[Stored data entries]

_____

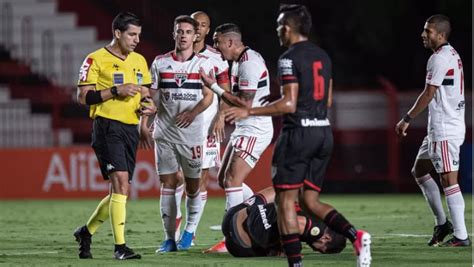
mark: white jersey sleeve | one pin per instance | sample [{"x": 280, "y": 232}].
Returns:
[
  {"x": 249, "y": 75},
  {"x": 155, "y": 76},
  {"x": 436, "y": 70}
]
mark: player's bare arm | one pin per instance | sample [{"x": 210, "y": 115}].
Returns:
[
  {"x": 421, "y": 103},
  {"x": 185, "y": 118},
  {"x": 218, "y": 124},
  {"x": 123, "y": 90},
  {"x": 286, "y": 104},
  {"x": 147, "y": 108},
  {"x": 210, "y": 81}
]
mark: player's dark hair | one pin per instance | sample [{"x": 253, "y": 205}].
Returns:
[
  {"x": 297, "y": 17},
  {"x": 337, "y": 244},
  {"x": 442, "y": 23},
  {"x": 123, "y": 20},
  {"x": 228, "y": 27},
  {"x": 186, "y": 19}
]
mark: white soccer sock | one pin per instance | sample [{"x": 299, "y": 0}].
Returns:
[
  {"x": 433, "y": 196},
  {"x": 179, "y": 197},
  {"x": 168, "y": 212},
  {"x": 234, "y": 196},
  {"x": 247, "y": 191},
  {"x": 193, "y": 206},
  {"x": 203, "y": 196},
  {"x": 456, "y": 209}
]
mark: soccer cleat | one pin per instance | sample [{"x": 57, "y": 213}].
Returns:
[
  {"x": 362, "y": 249},
  {"x": 178, "y": 227},
  {"x": 185, "y": 241},
  {"x": 456, "y": 242},
  {"x": 126, "y": 253},
  {"x": 167, "y": 246},
  {"x": 217, "y": 248},
  {"x": 440, "y": 232},
  {"x": 84, "y": 238}
]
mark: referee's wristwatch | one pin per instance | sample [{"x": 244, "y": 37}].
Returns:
[{"x": 113, "y": 90}]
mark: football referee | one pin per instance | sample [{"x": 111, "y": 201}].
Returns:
[{"x": 113, "y": 82}]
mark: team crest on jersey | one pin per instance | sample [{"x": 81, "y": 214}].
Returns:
[
  {"x": 180, "y": 78},
  {"x": 166, "y": 95}
]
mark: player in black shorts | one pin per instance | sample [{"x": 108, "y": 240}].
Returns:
[
  {"x": 251, "y": 229},
  {"x": 304, "y": 147}
]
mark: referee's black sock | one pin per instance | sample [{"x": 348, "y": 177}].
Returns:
[
  {"x": 292, "y": 247},
  {"x": 338, "y": 223}
]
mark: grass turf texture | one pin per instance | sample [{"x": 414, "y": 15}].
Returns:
[{"x": 39, "y": 233}]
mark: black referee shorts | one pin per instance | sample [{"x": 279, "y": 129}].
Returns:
[
  {"x": 301, "y": 157},
  {"x": 115, "y": 145}
]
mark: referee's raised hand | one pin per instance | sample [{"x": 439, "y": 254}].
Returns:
[{"x": 128, "y": 89}]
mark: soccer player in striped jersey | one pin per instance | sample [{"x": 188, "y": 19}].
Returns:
[
  {"x": 439, "y": 151},
  {"x": 178, "y": 131},
  {"x": 304, "y": 147},
  {"x": 250, "y": 82},
  {"x": 213, "y": 129}
]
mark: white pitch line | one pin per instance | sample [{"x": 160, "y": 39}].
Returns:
[
  {"x": 205, "y": 245},
  {"x": 29, "y": 253}
]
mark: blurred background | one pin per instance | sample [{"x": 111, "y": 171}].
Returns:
[{"x": 379, "y": 66}]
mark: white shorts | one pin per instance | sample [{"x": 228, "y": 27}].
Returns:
[
  {"x": 443, "y": 154},
  {"x": 251, "y": 147},
  {"x": 169, "y": 157},
  {"x": 211, "y": 156}
]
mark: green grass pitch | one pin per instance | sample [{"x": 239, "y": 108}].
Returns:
[{"x": 39, "y": 233}]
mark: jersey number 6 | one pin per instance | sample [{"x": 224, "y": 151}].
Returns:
[{"x": 318, "y": 81}]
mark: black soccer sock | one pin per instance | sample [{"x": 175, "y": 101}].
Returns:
[
  {"x": 338, "y": 223},
  {"x": 292, "y": 247},
  {"x": 119, "y": 247}
]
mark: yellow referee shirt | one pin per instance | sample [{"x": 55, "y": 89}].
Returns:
[{"x": 104, "y": 69}]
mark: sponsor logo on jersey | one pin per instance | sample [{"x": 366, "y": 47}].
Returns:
[
  {"x": 194, "y": 165},
  {"x": 183, "y": 97},
  {"x": 243, "y": 82},
  {"x": 429, "y": 75},
  {"x": 250, "y": 201},
  {"x": 285, "y": 66},
  {"x": 118, "y": 78},
  {"x": 166, "y": 95},
  {"x": 85, "y": 69},
  {"x": 180, "y": 78},
  {"x": 314, "y": 122}
]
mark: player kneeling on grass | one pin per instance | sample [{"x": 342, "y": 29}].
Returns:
[{"x": 251, "y": 229}]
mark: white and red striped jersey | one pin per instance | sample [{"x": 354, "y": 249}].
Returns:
[
  {"x": 221, "y": 69},
  {"x": 446, "y": 110},
  {"x": 249, "y": 73},
  {"x": 179, "y": 87}
]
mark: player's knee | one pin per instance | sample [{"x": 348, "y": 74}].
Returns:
[{"x": 229, "y": 180}]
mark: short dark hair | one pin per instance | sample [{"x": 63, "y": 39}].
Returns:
[
  {"x": 337, "y": 244},
  {"x": 228, "y": 27},
  {"x": 122, "y": 21},
  {"x": 186, "y": 19},
  {"x": 297, "y": 17},
  {"x": 442, "y": 23}
]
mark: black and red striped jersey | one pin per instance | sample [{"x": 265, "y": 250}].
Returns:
[{"x": 310, "y": 67}]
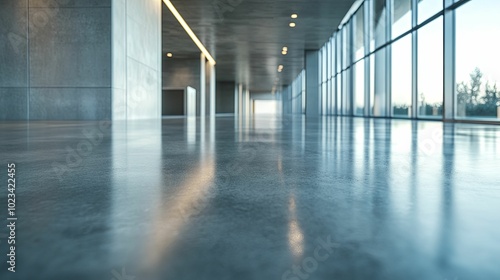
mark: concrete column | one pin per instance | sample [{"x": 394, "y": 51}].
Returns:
[
  {"x": 211, "y": 89},
  {"x": 203, "y": 85},
  {"x": 136, "y": 59},
  {"x": 312, "y": 83}
]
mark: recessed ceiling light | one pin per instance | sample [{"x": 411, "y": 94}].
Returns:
[{"x": 189, "y": 31}]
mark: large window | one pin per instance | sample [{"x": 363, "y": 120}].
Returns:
[
  {"x": 428, "y": 8},
  {"x": 401, "y": 17},
  {"x": 389, "y": 60},
  {"x": 358, "y": 30},
  {"x": 430, "y": 69},
  {"x": 359, "y": 88},
  {"x": 477, "y": 71},
  {"x": 402, "y": 77},
  {"x": 378, "y": 35}
]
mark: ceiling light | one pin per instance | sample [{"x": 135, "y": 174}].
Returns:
[{"x": 189, "y": 31}]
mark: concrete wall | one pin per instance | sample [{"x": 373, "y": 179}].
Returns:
[
  {"x": 55, "y": 59},
  {"x": 225, "y": 97},
  {"x": 181, "y": 73},
  {"x": 173, "y": 102},
  {"x": 136, "y": 60}
]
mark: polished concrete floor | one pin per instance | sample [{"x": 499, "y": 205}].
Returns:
[{"x": 262, "y": 198}]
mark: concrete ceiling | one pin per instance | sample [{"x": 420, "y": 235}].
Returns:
[{"x": 246, "y": 36}]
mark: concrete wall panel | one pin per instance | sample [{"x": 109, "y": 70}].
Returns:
[
  {"x": 70, "y": 103},
  {"x": 13, "y": 43},
  {"x": 71, "y": 49},
  {"x": 13, "y": 103}
]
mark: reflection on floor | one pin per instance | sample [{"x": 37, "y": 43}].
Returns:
[{"x": 291, "y": 198}]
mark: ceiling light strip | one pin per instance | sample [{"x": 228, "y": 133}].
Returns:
[{"x": 189, "y": 31}]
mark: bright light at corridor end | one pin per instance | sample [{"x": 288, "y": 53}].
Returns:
[{"x": 189, "y": 31}]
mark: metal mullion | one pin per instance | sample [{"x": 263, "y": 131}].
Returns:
[
  {"x": 414, "y": 56},
  {"x": 388, "y": 60},
  {"x": 449, "y": 104}
]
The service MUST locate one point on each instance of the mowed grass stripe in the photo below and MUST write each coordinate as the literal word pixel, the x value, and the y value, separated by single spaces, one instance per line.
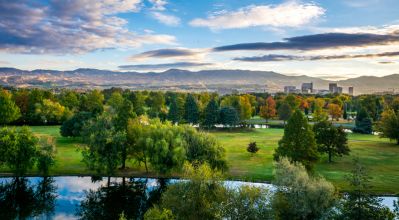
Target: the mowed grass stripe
pixel 380 156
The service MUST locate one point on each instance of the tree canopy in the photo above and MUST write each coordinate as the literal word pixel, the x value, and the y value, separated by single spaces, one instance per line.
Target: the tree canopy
pixel 298 142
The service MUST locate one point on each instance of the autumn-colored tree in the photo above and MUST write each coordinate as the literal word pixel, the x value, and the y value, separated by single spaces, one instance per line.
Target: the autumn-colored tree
pixel 389 125
pixel 304 106
pixel 335 111
pixel 268 110
pixel 318 112
pixel 246 107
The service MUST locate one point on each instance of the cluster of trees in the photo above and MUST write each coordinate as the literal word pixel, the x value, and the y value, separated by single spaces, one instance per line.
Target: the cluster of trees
pixel 298 195
pixel 38 106
pixel 304 144
pixel 20 151
pixel 22 199
pixel 118 135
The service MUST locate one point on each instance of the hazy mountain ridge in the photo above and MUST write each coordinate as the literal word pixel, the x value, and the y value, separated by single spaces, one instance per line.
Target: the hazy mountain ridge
pixel 87 78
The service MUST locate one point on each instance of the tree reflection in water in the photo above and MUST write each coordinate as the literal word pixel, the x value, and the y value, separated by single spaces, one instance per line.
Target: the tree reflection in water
pixel 20 200
pixel 132 197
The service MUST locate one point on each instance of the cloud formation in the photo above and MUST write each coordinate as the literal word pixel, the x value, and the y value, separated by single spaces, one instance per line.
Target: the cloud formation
pixel 289 14
pixel 74 26
pixel 166 53
pixel 318 41
pixel 166 19
pixel 277 57
pixel 158 5
pixel 163 66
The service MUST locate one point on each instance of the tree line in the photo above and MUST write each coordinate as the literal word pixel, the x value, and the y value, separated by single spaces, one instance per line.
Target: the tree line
pixel 45 107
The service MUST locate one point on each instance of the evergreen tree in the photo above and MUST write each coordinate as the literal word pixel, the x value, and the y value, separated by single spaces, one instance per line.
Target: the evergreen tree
pixel 123 114
pixel 389 125
pixel 268 110
pixel 330 139
pixel 359 204
pixel 229 116
pixel 73 126
pixel 9 111
pixel 345 115
pixel 363 122
pixel 211 114
pixel 284 112
pixel 173 114
pixel 298 142
pixel 18 149
pixel 191 110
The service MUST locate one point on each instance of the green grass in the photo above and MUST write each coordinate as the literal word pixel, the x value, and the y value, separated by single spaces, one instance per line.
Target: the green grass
pixel 380 156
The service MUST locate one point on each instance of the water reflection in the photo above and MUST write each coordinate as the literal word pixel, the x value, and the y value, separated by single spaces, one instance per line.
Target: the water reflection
pixel 20 200
pixel 88 197
pixel 132 197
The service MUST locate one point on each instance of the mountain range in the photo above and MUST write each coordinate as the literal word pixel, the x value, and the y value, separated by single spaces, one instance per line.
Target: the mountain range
pixel 177 79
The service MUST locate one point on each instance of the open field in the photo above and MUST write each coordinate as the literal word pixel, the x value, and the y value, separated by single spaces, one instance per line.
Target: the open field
pixel 380 156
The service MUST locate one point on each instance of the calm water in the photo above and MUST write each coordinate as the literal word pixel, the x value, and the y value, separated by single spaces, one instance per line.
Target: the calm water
pixel 71 197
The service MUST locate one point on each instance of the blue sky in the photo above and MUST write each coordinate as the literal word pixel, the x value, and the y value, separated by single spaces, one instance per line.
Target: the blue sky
pixel 326 38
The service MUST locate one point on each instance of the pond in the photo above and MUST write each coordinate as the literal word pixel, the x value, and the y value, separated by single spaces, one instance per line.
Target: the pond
pixel 70 197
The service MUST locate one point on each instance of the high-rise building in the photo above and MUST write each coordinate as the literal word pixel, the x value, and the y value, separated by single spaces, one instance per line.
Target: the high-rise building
pixel 289 89
pixel 333 87
pixel 307 87
pixel 350 90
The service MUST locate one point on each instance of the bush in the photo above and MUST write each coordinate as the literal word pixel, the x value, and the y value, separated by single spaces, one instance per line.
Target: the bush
pixel 252 148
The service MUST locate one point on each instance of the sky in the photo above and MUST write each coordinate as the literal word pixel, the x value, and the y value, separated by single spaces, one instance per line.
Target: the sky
pixel 331 39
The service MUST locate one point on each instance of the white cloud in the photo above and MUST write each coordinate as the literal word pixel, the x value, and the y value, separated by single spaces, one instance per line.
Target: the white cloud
pixel 158 5
pixel 360 3
pixel 290 14
pixel 166 19
pixel 385 29
pixel 70 27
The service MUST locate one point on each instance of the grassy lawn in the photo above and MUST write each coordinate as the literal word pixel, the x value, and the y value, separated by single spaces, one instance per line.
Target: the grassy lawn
pixel 380 156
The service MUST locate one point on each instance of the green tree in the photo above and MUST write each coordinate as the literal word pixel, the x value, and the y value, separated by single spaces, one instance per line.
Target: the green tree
pixel 292 101
pixel 156 213
pixel 115 101
pixel 123 114
pixel 363 123
pixel 229 116
pixel 18 148
pixel 166 147
pixel 300 196
pixel 284 112
pixel 204 190
pixel 359 204
pixel 137 133
pixel 388 126
pixel 138 101
pixel 156 102
pixel 45 156
pixel 330 139
pixel 211 114
pixel 268 110
pixel 203 148
pixel 174 114
pixel 247 203
pixel 51 112
pixel 191 110
pixel 69 99
pixel 9 111
pixel 298 142
pixel 252 148
pixel 73 126
pixel 245 107
pixel 104 144
pixel 93 102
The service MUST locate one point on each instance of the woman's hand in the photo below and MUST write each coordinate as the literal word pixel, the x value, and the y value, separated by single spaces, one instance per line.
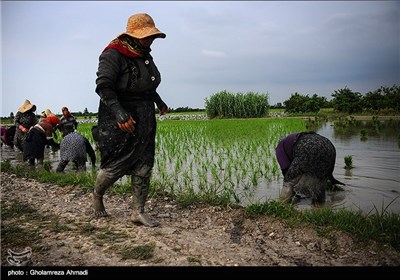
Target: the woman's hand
pixel 128 126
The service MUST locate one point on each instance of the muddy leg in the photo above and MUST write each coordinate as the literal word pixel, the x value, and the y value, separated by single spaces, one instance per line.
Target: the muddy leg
pixel 140 186
pixel 103 182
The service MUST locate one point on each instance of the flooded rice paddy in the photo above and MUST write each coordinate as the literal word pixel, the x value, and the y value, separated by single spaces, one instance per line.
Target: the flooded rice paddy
pixel 219 157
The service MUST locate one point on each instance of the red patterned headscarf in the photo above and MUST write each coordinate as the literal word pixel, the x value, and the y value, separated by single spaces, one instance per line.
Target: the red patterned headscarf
pixel 53 120
pixel 128 46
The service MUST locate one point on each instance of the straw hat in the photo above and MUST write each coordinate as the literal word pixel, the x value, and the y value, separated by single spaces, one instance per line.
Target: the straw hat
pixel 141 26
pixel 48 113
pixel 26 107
pixel 53 120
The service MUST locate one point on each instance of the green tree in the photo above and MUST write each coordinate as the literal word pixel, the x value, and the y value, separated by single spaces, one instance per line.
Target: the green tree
pixel 347 101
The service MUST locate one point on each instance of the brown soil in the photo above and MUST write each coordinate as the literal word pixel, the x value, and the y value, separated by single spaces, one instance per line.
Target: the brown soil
pixel 198 236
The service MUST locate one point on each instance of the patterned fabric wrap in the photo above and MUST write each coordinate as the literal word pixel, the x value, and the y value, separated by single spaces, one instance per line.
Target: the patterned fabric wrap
pixel 284 150
pixel 124 45
pixel 73 147
pixel 314 156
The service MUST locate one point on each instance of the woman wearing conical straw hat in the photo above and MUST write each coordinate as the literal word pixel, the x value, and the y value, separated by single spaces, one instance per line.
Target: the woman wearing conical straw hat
pixel 127 80
pixel 24 119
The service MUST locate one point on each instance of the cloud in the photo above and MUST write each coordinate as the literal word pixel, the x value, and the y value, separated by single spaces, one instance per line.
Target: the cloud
pixel 212 53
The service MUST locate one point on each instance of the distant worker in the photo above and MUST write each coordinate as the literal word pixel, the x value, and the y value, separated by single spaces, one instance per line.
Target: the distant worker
pixel 74 147
pixel 37 138
pixel 7 135
pixel 24 120
pixel 68 122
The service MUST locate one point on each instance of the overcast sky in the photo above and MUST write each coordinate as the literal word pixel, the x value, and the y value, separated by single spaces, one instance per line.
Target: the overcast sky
pixel 50 49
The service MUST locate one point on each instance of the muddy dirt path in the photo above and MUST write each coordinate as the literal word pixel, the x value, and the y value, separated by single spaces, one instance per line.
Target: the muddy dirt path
pixel 63 233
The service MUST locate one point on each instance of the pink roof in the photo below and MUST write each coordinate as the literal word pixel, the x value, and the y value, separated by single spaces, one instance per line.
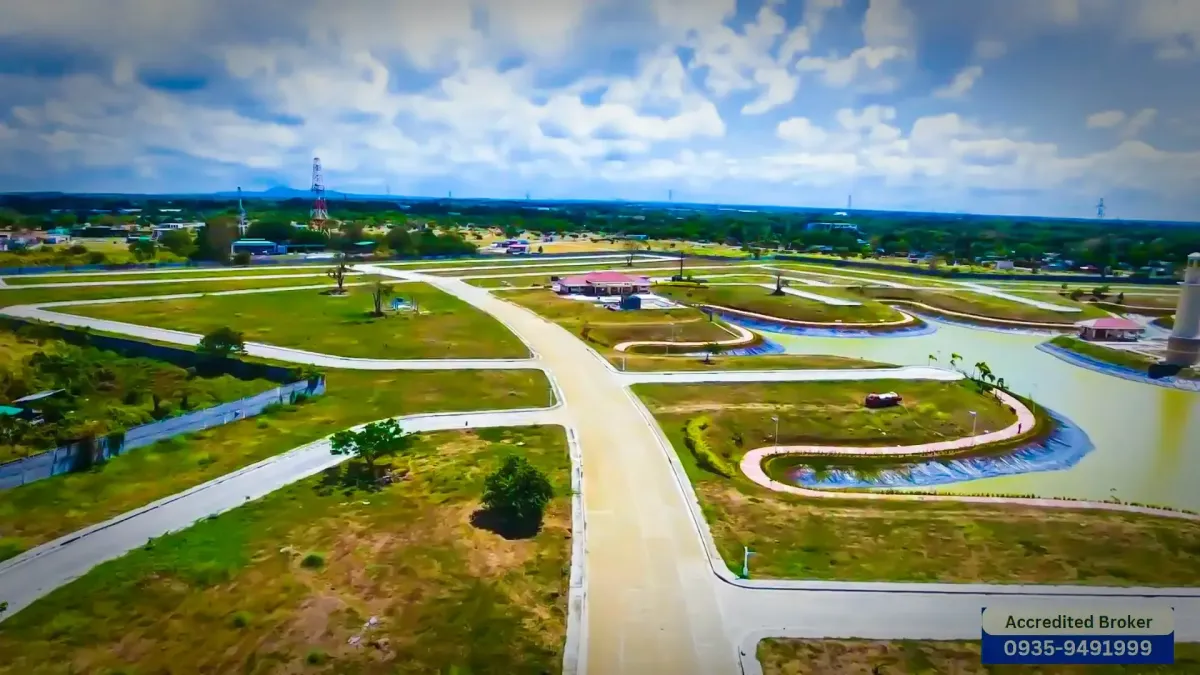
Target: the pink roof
pixel 1111 323
pixel 603 278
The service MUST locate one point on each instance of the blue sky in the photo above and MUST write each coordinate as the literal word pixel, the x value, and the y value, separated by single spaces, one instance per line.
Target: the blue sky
pixel 993 106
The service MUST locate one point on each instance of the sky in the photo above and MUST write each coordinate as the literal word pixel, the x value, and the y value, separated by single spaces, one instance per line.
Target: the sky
pixel 1029 107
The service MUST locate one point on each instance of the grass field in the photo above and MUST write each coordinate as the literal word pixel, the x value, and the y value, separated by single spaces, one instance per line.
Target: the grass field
pixel 978 304
pixel 780 656
pixel 1122 358
pixel 765 362
pixel 760 300
pixel 42 511
pixel 609 328
pixel 879 541
pixel 334 324
pixel 283 584
pixel 16 296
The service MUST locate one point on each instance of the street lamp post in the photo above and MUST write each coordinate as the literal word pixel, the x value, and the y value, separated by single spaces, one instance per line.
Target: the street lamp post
pixel 745 561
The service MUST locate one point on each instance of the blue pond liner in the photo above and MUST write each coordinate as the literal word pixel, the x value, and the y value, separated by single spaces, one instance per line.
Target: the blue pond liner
pixel 1063 448
pixel 1116 370
pixel 810 332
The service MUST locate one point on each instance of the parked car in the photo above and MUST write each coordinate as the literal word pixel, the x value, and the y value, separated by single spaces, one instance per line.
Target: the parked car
pixel 882 400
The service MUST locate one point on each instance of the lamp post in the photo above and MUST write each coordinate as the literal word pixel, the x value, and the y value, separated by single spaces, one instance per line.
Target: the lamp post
pixel 745 561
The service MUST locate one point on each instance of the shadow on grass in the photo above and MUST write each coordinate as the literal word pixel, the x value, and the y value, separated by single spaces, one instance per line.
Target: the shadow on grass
pixel 353 477
pixel 505 525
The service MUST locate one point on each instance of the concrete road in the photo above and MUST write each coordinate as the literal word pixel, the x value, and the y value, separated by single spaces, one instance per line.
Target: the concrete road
pixel 40 571
pixel 652 603
pixel 815 375
pixel 259 350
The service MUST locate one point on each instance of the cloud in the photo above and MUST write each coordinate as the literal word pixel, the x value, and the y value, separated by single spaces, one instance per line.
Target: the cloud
pixel 961 83
pixel 1108 119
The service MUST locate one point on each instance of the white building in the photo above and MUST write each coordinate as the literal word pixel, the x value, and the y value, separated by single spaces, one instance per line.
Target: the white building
pixel 1183 345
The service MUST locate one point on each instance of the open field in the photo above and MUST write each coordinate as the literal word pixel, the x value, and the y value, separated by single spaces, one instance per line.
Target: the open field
pixel 781 656
pixel 42 511
pixel 979 304
pixel 862 541
pixel 444 326
pixel 760 300
pixel 102 392
pixel 606 328
pixel 283 584
pixel 765 362
pixel 16 296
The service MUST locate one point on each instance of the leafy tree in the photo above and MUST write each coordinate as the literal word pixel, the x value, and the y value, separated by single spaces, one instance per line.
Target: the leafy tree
pixel 517 491
pixel 143 250
pixel 337 273
pixel 712 350
pixel 373 442
pixel 178 242
pixel 382 291
pixel 222 344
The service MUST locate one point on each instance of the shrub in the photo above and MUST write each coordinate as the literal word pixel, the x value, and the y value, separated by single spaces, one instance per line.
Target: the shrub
pixel 240 619
pixel 696 442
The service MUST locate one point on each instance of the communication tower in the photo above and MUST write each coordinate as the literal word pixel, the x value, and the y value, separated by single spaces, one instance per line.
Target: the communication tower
pixel 319 209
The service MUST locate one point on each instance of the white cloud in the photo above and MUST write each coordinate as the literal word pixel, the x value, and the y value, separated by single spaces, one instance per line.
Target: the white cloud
pixel 1107 119
pixel 1139 121
pixel 961 83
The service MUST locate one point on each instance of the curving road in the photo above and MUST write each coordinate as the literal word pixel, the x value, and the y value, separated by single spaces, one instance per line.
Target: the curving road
pixel 40 571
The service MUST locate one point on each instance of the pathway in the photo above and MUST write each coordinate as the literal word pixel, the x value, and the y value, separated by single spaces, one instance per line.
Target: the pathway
pixel 40 571
pixel 1009 297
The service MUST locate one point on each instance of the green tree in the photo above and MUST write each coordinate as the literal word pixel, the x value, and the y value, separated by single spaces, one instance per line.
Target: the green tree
pixel 517 491
pixel 178 242
pixel 378 294
pixel 372 442
pixel 337 273
pixel 143 250
pixel 222 344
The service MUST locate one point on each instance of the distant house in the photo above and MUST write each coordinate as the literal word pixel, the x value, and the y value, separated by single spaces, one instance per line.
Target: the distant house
pixel 603 284
pixel 1110 329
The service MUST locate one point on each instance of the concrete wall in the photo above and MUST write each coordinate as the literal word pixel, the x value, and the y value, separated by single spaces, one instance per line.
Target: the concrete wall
pixel 63 459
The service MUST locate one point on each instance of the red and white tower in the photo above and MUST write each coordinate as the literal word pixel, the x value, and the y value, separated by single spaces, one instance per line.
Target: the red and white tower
pixel 319 210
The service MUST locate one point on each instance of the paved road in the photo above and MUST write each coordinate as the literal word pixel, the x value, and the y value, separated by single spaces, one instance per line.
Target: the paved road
pixel 39 571
pixel 814 375
pixel 652 599
pixel 257 348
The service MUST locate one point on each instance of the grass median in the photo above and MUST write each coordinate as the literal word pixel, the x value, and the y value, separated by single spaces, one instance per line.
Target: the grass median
pixel 850 539
pixel 311 579
pixel 783 656
pixel 443 327
pixel 793 308
pixel 36 513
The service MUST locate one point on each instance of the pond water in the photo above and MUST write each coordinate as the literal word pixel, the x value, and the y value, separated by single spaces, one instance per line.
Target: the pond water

_____

◆ **Assigned task**
Among the lines above, find those with the word "floor". Copy them.

◆ **Response to this exercise**
mark: polished concrete floor | one pin per instance | sample [{"x": 499, "y": 205}].
mark: reflection on floor | one pin per instance | sample [{"x": 37, "y": 43}].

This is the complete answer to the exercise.